Recorded information ->
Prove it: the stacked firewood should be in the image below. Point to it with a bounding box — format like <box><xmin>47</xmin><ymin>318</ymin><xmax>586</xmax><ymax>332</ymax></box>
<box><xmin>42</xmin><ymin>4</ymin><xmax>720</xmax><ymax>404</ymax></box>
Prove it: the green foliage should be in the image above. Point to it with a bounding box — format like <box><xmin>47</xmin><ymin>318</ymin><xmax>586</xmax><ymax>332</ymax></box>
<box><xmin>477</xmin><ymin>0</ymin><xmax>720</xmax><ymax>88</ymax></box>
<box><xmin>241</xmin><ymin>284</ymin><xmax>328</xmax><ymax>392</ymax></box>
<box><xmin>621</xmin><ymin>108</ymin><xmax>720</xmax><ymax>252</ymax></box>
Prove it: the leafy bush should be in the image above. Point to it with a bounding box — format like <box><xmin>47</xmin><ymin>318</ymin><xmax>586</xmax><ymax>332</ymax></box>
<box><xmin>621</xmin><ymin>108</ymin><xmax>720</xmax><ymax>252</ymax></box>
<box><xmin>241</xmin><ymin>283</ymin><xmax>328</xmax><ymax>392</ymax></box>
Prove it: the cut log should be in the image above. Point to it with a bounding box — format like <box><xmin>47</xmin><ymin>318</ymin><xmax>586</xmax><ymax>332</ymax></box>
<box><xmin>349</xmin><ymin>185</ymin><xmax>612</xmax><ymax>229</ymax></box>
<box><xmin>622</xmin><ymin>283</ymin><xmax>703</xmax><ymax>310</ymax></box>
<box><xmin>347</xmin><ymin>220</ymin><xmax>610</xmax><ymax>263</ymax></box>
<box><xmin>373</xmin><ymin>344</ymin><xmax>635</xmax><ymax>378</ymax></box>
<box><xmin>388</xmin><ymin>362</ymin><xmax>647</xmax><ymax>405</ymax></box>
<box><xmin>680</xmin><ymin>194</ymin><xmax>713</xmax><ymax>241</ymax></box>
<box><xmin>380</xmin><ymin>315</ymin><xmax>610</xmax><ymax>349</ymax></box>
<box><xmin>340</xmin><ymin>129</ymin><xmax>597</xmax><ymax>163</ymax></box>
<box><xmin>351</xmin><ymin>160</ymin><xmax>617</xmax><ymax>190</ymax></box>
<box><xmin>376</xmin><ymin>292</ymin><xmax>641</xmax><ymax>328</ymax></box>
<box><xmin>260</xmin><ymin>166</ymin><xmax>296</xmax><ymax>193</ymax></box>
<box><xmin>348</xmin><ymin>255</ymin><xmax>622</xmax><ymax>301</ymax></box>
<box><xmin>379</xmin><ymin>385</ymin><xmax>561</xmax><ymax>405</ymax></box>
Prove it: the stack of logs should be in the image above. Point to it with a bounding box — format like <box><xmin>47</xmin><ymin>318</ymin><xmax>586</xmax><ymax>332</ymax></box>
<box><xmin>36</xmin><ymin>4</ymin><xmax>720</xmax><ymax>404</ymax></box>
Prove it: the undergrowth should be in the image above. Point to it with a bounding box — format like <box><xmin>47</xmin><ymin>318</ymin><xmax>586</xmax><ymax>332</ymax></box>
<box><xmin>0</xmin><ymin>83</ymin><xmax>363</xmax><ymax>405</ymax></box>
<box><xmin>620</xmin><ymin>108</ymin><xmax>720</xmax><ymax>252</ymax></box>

Goal of the exercise -> Report how many lines in the listing above contain the string "stacked", counting a match only when the case is the same. Give only the number.

The reply -> 1